* **Task brief**
Retype only what runs from the line that contains "Trace the outline of every instance of the sky" through the last line of the listing below, both lines included.

* **Data supplied**

•••

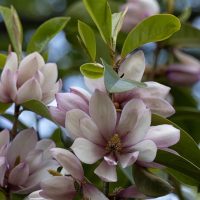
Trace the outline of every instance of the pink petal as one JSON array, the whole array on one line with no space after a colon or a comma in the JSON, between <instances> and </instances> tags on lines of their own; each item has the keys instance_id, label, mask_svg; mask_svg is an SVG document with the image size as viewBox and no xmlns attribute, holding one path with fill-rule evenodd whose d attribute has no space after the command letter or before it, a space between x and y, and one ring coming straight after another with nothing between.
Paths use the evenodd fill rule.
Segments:
<instances>
[{"instance_id":1,"label":"pink petal","mask_svg":"<svg viewBox=\"0 0 200 200\"><path fill-rule=\"evenodd\" d=\"M116 126L117 114L108 95L96 90L90 99L89 112L102 136L110 139Z\"/></svg>"},{"instance_id":2,"label":"pink petal","mask_svg":"<svg viewBox=\"0 0 200 200\"><path fill-rule=\"evenodd\" d=\"M84 172L78 158L68 150L61 148L51 149L53 157L60 163L64 169L72 175L73 178L82 181Z\"/></svg>"},{"instance_id":3,"label":"pink petal","mask_svg":"<svg viewBox=\"0 0 200 200\"><path fill-rule=\"evenodd\" d=\"M17 103L21 104L28 100L41 100L42 91L38 81L35 78L26 81L17 92Z\"/></svg>"},{"instance_id":4,"label":"pink petal","mask_svg":"<svg viewBox=\"0 0 200 200\"><path fill-rule=\"evenodd\" d=\"M142 51L129 55L125 61L120 65L119 76L123 78L141 81L145 70L145 57Z\"/></svg>"},{"instance_id":5,"label":"pink petal","mask_svg":"<svg viewBox=\"0 0 200 200\"><path fill-rule=\"evenodd\" d=\"M180 140L180 130L171 125L151 126L145 139L155 142L158 148L170 147Z\"/></svg>"},{"instance_id":6,"label":"pink petal","mask_svg":"<svg viewBox=\"0 0 200 200\"><path fill-rule=\"evenodd\" d=\"M12 185L23 185L29 176L29 166L26 163L20 163L14 167L8 177L8 182Z\"/></svg>"},{"instance_id":7,"label":"pink petal","mask_svg":"<svg viewBox=\"0 0 200 200\"><path fill-rule=\"evenodd\" d=\"M117 181L116 166L108 165L106 161L102 161L101 164L95 169L94 173L99 176L103 181Z\"/></svg>"},{"instance_id":8,"label":"pink petal","mask_svg":"<svg viewBox=\"0 0 200 200\"><path fill-rule=\"evenodd\" d=\"M71 146L71 149L82 162L87 164L95 163L102 158L106 152L103 147L84 138L77 138Z\"/></svg>"}]
</instances>

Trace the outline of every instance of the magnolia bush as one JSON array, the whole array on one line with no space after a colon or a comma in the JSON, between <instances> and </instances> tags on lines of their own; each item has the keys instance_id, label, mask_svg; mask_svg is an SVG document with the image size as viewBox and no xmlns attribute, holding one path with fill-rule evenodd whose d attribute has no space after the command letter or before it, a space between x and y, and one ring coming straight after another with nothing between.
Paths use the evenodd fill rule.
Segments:
<instances>
[{"instance_id":1,"label":"magnolia bush","mask_svg":"<svg viewBox=\"0 0 200 200\"><path fill-rule=\"evenodd\" d=\"M174 193L184 199L183 184L196 191L200 186L199 140L174 123L181 112L175 114L167 81L193 85L200 79L200 61L175 45L179 19L157 14L154 0L129 0L118 13L107 0L83 5L98 33L94 24L78 21L78 39L89 58L80 66L87 90L73 86L69 92L61 90L57 65L44 53L69 17L42 24L22 51L18 14L0 7L11 41L0 54L0 114L14 108L12 129L0 132L0 198L120 200ZM130 32L118 44L121 29ZM95 34L107 58L98 56ZM156 43L152 67L141 50L149 42ZM158 62L161 50L173 55L164 67ZM159 82L163 75L166 80ZM19 116L26 110L52 121L57 134L42 139L38 130L22 127Z\"/></svg>"}]
</instances>

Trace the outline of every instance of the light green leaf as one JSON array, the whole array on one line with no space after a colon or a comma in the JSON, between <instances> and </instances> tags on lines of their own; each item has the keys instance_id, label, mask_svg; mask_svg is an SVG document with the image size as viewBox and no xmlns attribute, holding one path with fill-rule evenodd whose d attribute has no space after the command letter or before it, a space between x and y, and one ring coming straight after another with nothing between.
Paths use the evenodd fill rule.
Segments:
<instances>
[{"instance_id":1,"label":"light green leaf","mask_svg":"<svg viewBox=\"0 0 200 200\"><path fill-rule=\"evenodd\" d=\"M5 63L6 63L7 56L4 54L0 54L0 69L3 69Z\"/></svg>"},{"instance_id":2,"label":"light green leaf","mask_svg":"<svg viewBox=\"0 0 200 200\"><path fill-rule=\"evenodd\" d=\"M64 29L69 17L55 17L44 22L33 34L28 47L28 53L38 51L41 53L49 41Z\"/></svg>"},{"instance_id":3,"label":"light green leaf","mask_svg":"<svg viewBox=\"0 0 200 200\"><path fill-rule=\"evenodd\" d=\"M179 126L174 124L168 119L161 117L159 115L152 115L152 125L161 125L161 124L171 124L174 127L178 128L181 132L180 140L177 144L170 147L174 149L176 152L180 154L184 159L189 160L191 163L200 168L200 149L197 143L193 140L193 138L186 133ZM167 160L167 159L166 159Z\"/></svg>"},{"instance_id":4,"label":"light green leaf","mask_svg":"<svg viewBox=\"0 0 200 200\"><path fill-rule=\"evenodd\" d=\"M17 53L18 57L21 58L23 30L19 16L14 7L12 6L11 9L0 6L0 13L6 25L6 29L8 31L13 48Z\"/></svg>"},{"instance_id":5,"label":"light green leaf","mask_svg":"<svg viewBox=\"0 0 200 200\"><path fill-rule=\"evenodd\" d=\"M104 70L104 83L106 89L110 93L125 92L137 87L146 87L146 84L120 78L118 74L112 69L110 65L103 61Z\"/></svg>"},{"instance_id":6,"label":"light green leaf","mask_svg":"<svg viewBox=\"0 0 200 200\"><path fill-rule=\"evenodd\" d=\"M48 108L41 101L30 100L23 103L22 106L27 110L53 121Z\"/></svg>"},{"instance_id":7,"label":"light green leaf","mask_svg":"<svg viewBox=\"0 0 200 200\"><path fill-rule=\"evenodd\" d=\"M200 30L190 24L182 24L180 31L175 33L164 44L177 47L200 47Z\"/></svg>"},{"instance_id":8,"label":"light green leaf","mask_svg":"<svg viewBox=\"0 0 200 200\"><path fill-rule=\"evenodd\" d=\"M92 61L96 59L96 39L93 30L87 24L78 21L78 32Z\"/></svg>"},{"instance_id":9,"label":"light green leaf","mask_svg":"<svg viewBox=\"0 0 200 200\"><path fill-rule=\"evenodd\" d=\"M128 53L143 44L165 40L180 27L179 19L170 14L159 14L146 18L128 34L121 56L126 57Z\"/></svg>"},{"instance_id":10,"label":"light green leaf","mask_svg":"<svg viewBox=\"0 0 200 200\"><path fill-rule=\"evenodd\" d=\"M115 50L115 48L116 48L117 36L118 36L119 31L122 28L122 24L124 22L124 17L126 15L127 10L128 9L126 9L123 12L112 14L112 46L113 46L113 50Z\"/></svg>"},{"instance_id":11,"label":"light green leaf","mask_svg":"<svg viewBox=\"0 0 200 200\"><path fill-rule=\"evenodd\" d=\"M86 63L81 65L80 71L85 77L97 79L103 76L104 68L98 63Z\"/></svg>"},{"instance_id":12,"label":"light green leaf","mask_svg":"<svg viewBox=\"0 0 200 200\"><path fill-rule=\"evenodd\" d=\"M83 0L83 3L99 29L103 40L111 45L112 15L107 0Z\"/></svg>"}]
</instances>

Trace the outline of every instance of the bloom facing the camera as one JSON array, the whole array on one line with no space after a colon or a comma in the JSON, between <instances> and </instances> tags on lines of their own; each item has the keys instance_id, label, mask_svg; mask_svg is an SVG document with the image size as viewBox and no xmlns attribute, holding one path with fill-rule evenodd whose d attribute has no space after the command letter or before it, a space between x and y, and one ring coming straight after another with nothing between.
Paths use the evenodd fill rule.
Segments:
<instances>
[{"instance_id":1,"label":"bloom facing the camera","mask_svg":"<svg viewBox=\"0 0 200 200\"><path fill-rule=\"evenodd\" d=\"M57 78L57 65L45 64L39 53L31 53L18 63L16 53L11 52L1 74L0 102L22 104L35 99L48 104L61 87Z\"/></svg>"},{"instance_id":2,"label":"bloom facing the camera","mask_svg":"<svg viewBox=\"0 0 200 200\"><path fill-rule=\"evenodd\" d=\"M0 187L14 193L26 194L39 189L41 180L50 177L48 169L58 166L49 150L53 141L37 141L33 129L21 131L9 143L9 132L0 132Z\"/></svg>"},{"instance_id":3,"label":"bloom facing the camera","mask_svg":"<svg viewBox=\"0 0 200 200\"><path fill-rule=\"evenodd\" d=\"M71 149L82 162L93 164L103 159L95 173L104 181L117 181L118 163L125 168L136 161L154 160L157 146L153 140L145 139L151 112L142 100L130 100L118 119L110 98L96 90L90 99L89 115L79 109L71 110L66 114L65 126L75 139Z\"/></svg>"}]
</instances>

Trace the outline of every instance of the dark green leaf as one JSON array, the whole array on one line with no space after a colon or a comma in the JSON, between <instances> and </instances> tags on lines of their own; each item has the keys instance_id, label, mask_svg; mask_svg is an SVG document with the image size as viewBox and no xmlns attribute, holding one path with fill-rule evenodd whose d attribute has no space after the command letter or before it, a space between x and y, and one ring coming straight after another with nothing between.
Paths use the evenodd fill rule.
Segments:
<instances>
[{"instance_id":1,"label":"dark green leaf","mask_svg":"<svg viewBox=\"0 0 200 200\"><path fill-rule=\"evenodd\" d=\"M104 83L110 93L119 93L131 90L137 87L146 87L144 83L120 78L110 65L103 61Z\"/></svg>"},{"instance_id":2,"label":"dark green leaf","mask_svg":"<svg viewBox=\"0 0 200 200\"><path fill-rule=\"evenodd\" d=\"M55 17L44 22L33 34L28 47L28 53L38 51L41 53L49 41L64 29L69 17Z\"/></svg>"},{"instance_id":3,"label":"dark green leaf","mask_svg":"<svg viewBox=\"0 0 200 200\"><path fill-rule=\"evenodd\" d=\"M124 58L139 46L162 41L180 29L180 21L170 14L153 15L139 23L127 36L121 56Z\"/></svg>"},{"instance_id":4,"label":"dark green leaf","mask_svg":"<svg viewBox=\"0 0 200 200\"><path fill-rule=\"evenodd\" d=\"M96 39L93 30L87 24L78 21L78 32L92 61L96 59Z\"/></svg>"},{"instance_id":5,"label":"dark green leaf","mask_svg":"<svg viewBox=\"0 0 200 200\"><path fill-rule=\"evenodd\" d=\"M134 166L133 178L137 188L149 197L159 197L172 192L173 187L145 168Z\"/></svg>"},{"instance_id":6,"label":"dark green leaf","mask_svg":"<svg viewBox=\"0 0 200 200\"><path fill-rule=\"evenodd\" d=\"M96 24L103 40L111 44L112 15L107 0L83 0L85 7Z\"/></svg>"},{"instance_id":7,"label":"dark green leaf","mask_svg":"<svg viewBox=\"0 0 200 200\"><path fill-rule=\"evenodd\" d=\"M103 76L104 68L98 63L86 63L81 65L80 71L85 77L97 79Z\"/></svg>"}]
</instances>

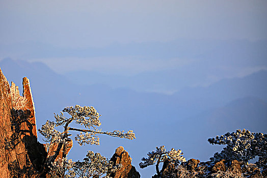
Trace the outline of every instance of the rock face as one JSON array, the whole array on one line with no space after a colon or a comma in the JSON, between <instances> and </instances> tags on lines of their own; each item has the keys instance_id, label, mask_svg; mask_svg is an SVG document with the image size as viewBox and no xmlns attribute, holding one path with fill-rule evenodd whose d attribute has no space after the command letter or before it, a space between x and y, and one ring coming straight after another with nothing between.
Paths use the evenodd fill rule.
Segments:
<instances>
[{"instance_id":1,"label":"rock face","mask_svg":"<svg viewBox=\"0 0 267 178\"><path fill-rule=\"evenodd\" d=\"M114 178L140 178L140 174L135 166L131 165L131 158L128 152L122 146L116 149L115 153L111 159L114 163L114 165L121 164L122 167L111 174L111 176Z\"/></svg>"},{"instance_id":2,"label":"rock face","mask_svg":"<svg viewBox=\"0 0 267 178\"><path fill-rule=\"evenodd\" d=\"M0 69L0 178L46 177L47 153L37 141L29 79L23 79L21 96L18 87L13 82L10 86Z\"/></svg>"}]
</instances>

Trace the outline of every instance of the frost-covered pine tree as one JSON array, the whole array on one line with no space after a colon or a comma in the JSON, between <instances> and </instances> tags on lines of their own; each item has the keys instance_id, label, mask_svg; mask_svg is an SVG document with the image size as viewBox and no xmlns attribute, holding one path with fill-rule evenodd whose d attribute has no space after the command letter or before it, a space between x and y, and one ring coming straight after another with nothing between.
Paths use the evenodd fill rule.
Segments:
<instances>
[{"instance_id":1,"label":"frost-covered pine tree","mask_svg":"<svg viewBox=\"0 0 267 178\"><path fill-rule=\"evenodd\" d=\"M216 153L211 161L217 162L236 160L248 162L249 160L259 157L255 163L259 167L267 167L267 134L253 133L244 129L237 130L235 132L226 133L221 136L209 138L211 144L226 144L227 146L220 153Z\"/></svg>"},{"instance_id":2,"label":"frost-covered pine tree","mask_svg":"<svg viewBox=\"0 0 267 178\"><path fill-rule=\"evenodd\" d=\"M68 113L70 117L66 117L64 112ZM43 125L39 132L45 138L47 143L46 148L49 152L52 146L57 145L55 154L47 158L46 166L49 171L56 177L81 177L100 176L106 173L108 170L114 170L119 167L116 165L112 167L112 163L99 153L93 154L89 151L84 161L73 162L67 159L68 143L71 141L69 136L71 132L78 131L75 139L81 145L85 144L99 145L99 138L98 134L106 134L113 137L127 138L132 140L136 138L132 130L126 133L124 131L115 130L113 132L102 132L98 128L101 125L99 117L101 116L92 106L67 107L63 109L60 114L55 114L56 122L47 121ZM83 125L84 129L70 127L70 124L75 124ZM62 126L62 132L55 129L56 127ZM56 160L61 150L63 150L62 159ZM66 173L66 174L65 174Z\"/></svg>"},{"instance_id":3,"label":"frost-covered pine tree","mask_svg":"<svg viewBox=\"0 0 267 178\"><path fill-rule=\"evenodd\" d=\"M164 145L156 147L156 151L152 152L148 152L147 156L148 158L143 158L142 161L143 162L139 163L139 166L141 168L144 168L148 166L153 165L156 163L156 170L158 177L161 177L161 174L163 170L162 169L161 171L158 168L158 166L161 163L173 163L178 165L181 162L185 161L185 159L181 155L183 154L180 150L175 150L172 148L170 151L166 151Z\"/></svg>"}]
</instances>

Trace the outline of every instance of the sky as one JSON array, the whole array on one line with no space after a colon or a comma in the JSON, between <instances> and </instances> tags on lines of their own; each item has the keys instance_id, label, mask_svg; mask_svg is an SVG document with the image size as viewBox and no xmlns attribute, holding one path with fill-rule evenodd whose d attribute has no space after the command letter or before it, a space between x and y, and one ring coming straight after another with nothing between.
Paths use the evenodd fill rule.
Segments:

•••

* **Exercise output**
Trace the outline of every instance of the sky as one JSON array, the whole array on one line with no space after a colon or a comma in the JSON, between <instances> and </instances> tags on lines of their own; each item has the keys instance_id, label, mask_svg; mask_svg is an SVG document with the image size as viewBox and no xmlns attribute, holding one path with fill-rule evenodd whose d attribute has no space after the command letter or before it, a space between x and y, and one ring coming straight after another with nothing between.
Paths use the evenodd fill rule.
Segments:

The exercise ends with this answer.